Input records>

--------------------------------------------------

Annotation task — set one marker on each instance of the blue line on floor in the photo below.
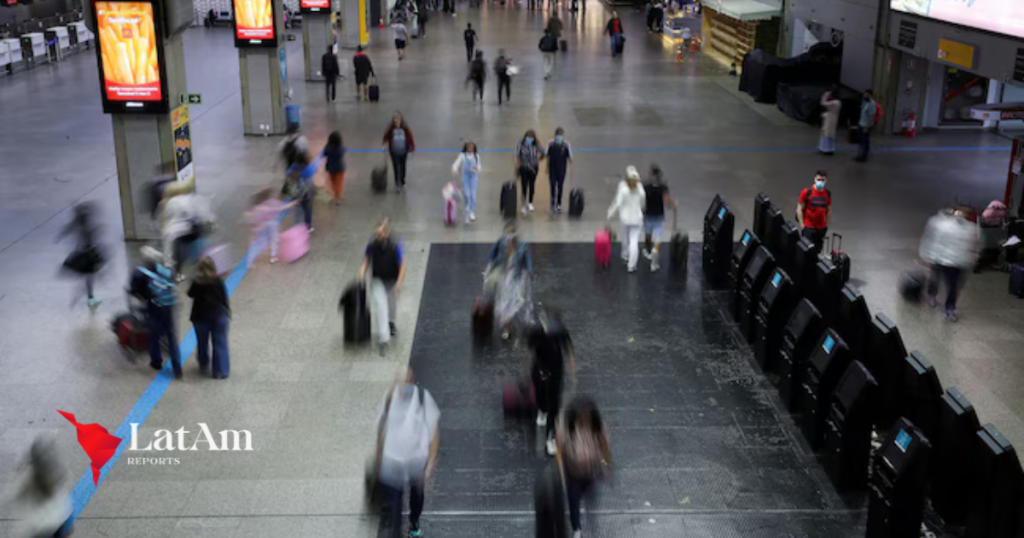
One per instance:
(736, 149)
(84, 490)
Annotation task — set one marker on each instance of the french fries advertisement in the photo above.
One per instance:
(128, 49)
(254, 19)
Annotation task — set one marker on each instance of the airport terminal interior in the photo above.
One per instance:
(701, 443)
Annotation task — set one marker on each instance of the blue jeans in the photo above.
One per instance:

--------------------------------------------------

Exercise> Each entry is to be returned precisely as it appears, but the pictures are to be dropped.

Result of this exercise>
Annotation task — set one marker on each instance of the blue line on floor in the photo below.
One per instance:
(736, 149)
(84, 490)
Annotation task — set one marker on each instance of the french fries advertisement in the photo above.
One per instance:
(128, 49)
(254, 19)
Annotation task — set one marker on each instance of the airport terminal interior in the photo above.
One per instance:
(701, 443)
Annotation task — set one marker on each instance of the blue jeans in the photo above.
One per instance:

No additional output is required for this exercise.